Problem to solve: Write out exactly the lines below that run from the one containing "Could you please spot the bush" through the one containing "Could you please spot the man", both included, with no other lines.
=== Begin Enclosure ===
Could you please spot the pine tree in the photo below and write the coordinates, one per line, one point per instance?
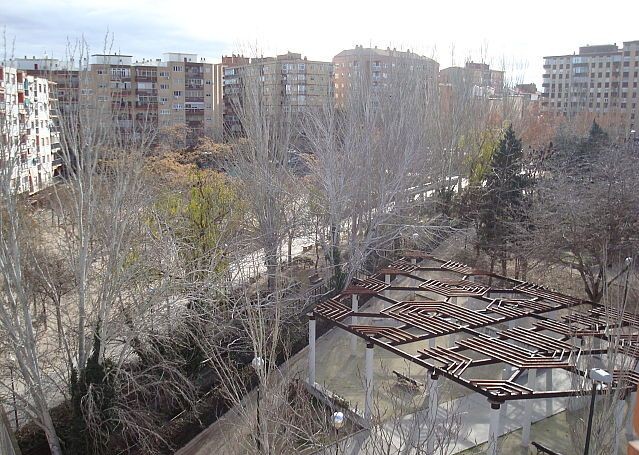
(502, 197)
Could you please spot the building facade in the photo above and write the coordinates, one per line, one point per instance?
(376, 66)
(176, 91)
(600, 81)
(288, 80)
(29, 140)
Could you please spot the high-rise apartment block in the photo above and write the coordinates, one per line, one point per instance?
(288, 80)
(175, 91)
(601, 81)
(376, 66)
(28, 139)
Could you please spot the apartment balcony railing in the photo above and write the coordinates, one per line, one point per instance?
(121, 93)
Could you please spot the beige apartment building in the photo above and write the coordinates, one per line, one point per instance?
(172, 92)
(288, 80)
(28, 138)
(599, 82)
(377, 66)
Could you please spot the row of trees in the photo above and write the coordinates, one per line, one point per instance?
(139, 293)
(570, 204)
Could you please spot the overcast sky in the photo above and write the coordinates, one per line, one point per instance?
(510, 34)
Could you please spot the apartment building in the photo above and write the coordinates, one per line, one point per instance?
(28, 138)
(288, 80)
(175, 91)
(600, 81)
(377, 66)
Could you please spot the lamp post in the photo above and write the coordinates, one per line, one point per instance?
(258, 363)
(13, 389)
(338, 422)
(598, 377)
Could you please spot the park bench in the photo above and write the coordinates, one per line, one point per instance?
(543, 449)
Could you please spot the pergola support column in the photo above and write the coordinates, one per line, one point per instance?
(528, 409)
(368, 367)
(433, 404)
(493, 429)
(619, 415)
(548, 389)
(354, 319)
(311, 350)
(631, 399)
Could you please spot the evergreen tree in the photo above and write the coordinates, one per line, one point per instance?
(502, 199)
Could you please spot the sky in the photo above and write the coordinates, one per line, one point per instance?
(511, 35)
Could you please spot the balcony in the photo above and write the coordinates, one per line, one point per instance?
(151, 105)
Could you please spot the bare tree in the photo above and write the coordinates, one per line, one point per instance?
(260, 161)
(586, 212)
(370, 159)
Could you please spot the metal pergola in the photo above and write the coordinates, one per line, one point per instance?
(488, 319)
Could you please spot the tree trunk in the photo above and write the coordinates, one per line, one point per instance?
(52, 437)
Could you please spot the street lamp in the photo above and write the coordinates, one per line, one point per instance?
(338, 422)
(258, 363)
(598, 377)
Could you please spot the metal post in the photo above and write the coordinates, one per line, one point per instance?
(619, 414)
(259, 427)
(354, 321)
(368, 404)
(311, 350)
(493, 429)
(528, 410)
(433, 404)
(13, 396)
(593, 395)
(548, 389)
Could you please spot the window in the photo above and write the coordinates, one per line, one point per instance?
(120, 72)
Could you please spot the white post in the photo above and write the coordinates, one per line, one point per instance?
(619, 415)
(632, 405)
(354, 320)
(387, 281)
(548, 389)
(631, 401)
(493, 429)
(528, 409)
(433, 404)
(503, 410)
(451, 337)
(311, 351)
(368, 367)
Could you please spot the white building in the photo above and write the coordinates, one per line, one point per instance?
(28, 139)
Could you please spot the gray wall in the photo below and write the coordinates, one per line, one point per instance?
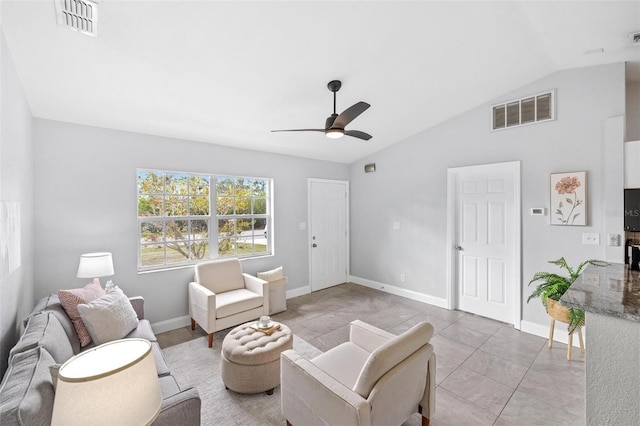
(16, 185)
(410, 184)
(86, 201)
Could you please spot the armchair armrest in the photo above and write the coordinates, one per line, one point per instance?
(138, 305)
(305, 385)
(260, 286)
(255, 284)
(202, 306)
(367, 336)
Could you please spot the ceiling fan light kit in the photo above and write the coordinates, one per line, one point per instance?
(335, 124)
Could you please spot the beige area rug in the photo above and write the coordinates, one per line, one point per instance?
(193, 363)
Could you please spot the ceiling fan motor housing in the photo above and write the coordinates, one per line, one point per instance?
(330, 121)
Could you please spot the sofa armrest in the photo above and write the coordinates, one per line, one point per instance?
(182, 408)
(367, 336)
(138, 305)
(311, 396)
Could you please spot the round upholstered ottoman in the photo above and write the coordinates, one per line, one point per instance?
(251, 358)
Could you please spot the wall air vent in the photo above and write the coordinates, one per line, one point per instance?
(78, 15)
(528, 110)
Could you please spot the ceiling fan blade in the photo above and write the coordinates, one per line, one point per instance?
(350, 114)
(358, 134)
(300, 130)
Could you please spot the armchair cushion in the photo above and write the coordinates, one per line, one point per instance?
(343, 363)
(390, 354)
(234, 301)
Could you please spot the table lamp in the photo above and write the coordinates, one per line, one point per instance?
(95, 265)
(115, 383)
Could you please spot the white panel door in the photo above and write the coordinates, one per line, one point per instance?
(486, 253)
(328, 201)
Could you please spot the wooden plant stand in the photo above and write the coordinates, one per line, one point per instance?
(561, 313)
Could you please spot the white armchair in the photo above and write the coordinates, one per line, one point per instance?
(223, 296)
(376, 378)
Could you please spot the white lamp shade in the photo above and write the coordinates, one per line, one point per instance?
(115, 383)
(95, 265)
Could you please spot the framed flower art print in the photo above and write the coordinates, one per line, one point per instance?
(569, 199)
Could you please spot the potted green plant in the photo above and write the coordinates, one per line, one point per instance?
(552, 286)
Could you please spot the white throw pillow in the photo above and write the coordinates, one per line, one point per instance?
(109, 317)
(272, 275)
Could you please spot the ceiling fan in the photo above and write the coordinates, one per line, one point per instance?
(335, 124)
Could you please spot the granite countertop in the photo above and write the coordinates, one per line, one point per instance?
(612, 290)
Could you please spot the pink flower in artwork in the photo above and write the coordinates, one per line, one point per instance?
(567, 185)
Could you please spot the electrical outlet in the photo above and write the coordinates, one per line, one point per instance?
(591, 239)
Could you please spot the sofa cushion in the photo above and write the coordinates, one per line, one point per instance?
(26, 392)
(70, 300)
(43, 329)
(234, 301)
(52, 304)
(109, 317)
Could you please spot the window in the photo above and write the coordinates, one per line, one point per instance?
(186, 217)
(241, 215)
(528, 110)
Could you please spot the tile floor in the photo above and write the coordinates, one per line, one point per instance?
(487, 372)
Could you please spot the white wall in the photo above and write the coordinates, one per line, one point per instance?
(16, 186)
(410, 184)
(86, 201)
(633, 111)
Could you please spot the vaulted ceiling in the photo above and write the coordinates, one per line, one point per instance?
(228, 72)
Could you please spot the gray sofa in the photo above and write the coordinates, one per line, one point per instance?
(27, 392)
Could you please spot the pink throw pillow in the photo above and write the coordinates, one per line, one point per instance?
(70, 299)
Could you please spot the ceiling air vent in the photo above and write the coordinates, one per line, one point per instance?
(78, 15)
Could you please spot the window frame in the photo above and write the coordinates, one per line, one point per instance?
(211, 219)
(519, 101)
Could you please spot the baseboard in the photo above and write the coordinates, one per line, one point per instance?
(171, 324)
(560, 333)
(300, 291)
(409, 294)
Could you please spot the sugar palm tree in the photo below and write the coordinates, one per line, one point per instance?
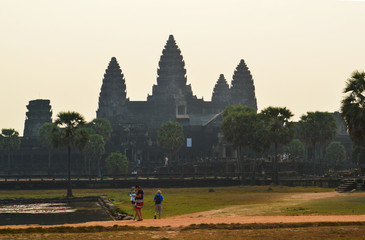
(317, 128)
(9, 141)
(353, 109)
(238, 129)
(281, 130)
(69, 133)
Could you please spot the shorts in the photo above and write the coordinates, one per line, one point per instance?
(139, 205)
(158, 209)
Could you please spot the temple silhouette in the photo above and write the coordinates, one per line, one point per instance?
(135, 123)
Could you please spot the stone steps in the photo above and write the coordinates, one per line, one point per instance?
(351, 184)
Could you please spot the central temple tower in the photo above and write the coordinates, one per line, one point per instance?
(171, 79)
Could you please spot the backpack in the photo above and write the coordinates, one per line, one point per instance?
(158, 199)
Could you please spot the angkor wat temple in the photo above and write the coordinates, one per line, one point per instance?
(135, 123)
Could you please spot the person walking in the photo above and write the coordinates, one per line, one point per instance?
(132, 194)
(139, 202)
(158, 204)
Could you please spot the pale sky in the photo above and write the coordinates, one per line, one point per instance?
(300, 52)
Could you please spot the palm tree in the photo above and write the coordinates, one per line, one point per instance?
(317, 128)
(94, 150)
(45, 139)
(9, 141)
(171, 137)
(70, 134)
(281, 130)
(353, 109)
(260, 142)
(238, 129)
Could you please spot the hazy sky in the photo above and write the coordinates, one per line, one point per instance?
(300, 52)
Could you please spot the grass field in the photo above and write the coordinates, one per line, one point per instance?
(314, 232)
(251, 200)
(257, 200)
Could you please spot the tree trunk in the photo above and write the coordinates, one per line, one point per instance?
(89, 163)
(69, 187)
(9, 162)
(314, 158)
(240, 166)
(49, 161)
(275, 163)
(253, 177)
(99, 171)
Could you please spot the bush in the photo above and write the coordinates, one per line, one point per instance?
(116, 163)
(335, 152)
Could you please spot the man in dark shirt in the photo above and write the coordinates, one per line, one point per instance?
=== End Enclosure ===
=== Begin Enclosure ===
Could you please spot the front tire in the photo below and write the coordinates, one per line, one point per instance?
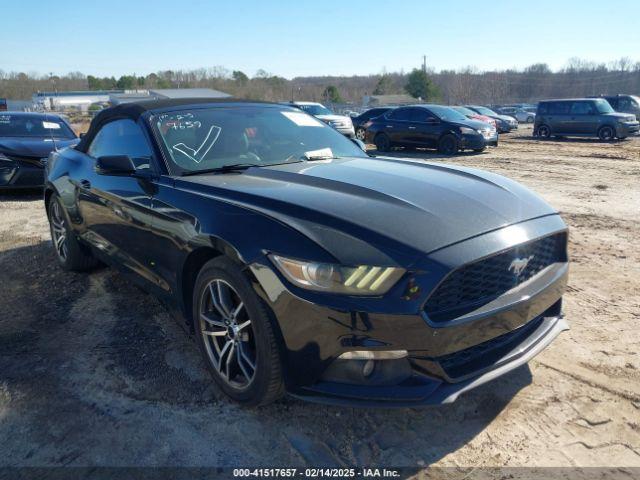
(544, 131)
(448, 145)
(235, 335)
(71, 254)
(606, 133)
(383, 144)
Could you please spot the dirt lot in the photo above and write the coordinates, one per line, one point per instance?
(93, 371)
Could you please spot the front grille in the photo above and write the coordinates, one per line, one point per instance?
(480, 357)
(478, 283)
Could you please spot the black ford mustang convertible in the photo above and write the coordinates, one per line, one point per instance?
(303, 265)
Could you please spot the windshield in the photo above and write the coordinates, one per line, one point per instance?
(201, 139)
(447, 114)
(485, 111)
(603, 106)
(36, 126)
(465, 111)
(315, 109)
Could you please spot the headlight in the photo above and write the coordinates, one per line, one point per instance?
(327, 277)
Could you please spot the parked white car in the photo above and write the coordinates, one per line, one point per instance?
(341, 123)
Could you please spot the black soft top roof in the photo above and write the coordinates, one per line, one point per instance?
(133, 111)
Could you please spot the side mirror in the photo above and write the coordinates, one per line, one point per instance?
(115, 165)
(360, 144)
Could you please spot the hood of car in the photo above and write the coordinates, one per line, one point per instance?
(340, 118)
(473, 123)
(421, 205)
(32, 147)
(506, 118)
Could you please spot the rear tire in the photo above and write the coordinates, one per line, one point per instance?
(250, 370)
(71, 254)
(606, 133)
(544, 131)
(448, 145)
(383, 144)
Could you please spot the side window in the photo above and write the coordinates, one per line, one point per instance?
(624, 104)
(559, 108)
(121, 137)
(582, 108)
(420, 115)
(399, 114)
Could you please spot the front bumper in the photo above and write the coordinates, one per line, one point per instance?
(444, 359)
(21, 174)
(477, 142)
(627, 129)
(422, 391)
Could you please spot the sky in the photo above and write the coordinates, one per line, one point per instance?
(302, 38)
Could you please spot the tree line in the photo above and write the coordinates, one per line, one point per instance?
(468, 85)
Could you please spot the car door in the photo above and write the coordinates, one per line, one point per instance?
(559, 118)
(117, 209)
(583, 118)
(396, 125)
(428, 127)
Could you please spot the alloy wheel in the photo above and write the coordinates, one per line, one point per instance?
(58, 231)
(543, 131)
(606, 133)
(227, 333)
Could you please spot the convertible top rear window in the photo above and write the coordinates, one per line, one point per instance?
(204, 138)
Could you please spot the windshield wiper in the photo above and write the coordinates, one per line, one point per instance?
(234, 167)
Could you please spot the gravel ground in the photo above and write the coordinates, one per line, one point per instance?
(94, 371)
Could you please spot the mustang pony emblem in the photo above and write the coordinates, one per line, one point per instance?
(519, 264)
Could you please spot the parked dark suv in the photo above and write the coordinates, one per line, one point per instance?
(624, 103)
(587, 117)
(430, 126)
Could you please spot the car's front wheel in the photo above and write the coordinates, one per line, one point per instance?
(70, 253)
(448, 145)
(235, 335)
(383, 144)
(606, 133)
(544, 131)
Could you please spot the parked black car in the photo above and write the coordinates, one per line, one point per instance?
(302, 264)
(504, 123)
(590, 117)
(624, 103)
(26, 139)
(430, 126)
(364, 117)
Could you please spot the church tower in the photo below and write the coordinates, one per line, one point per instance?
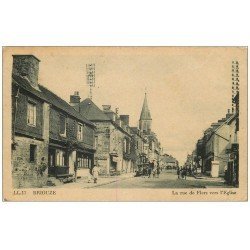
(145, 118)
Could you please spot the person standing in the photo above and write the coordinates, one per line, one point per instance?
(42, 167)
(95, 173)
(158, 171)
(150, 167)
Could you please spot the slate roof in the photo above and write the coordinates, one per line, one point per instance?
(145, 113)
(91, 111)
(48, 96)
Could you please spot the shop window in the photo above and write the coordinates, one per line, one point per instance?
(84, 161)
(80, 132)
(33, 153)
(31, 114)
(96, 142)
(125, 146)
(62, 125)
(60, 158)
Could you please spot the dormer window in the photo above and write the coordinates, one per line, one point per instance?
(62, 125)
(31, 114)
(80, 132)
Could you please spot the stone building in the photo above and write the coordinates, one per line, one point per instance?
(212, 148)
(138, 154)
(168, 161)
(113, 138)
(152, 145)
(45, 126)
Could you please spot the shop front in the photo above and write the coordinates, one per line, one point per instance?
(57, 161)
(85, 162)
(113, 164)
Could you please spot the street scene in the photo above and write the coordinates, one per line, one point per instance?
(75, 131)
=== End Enclosure ===
Reply to the task:
Could you please spot the bush in the photo above and write the coordinates, one per line, one point per instance?
(116, 163)
(335, 152)
Could you please spot the man in dark shirt in the photo above and write the coordinates, one per line, one point per instance?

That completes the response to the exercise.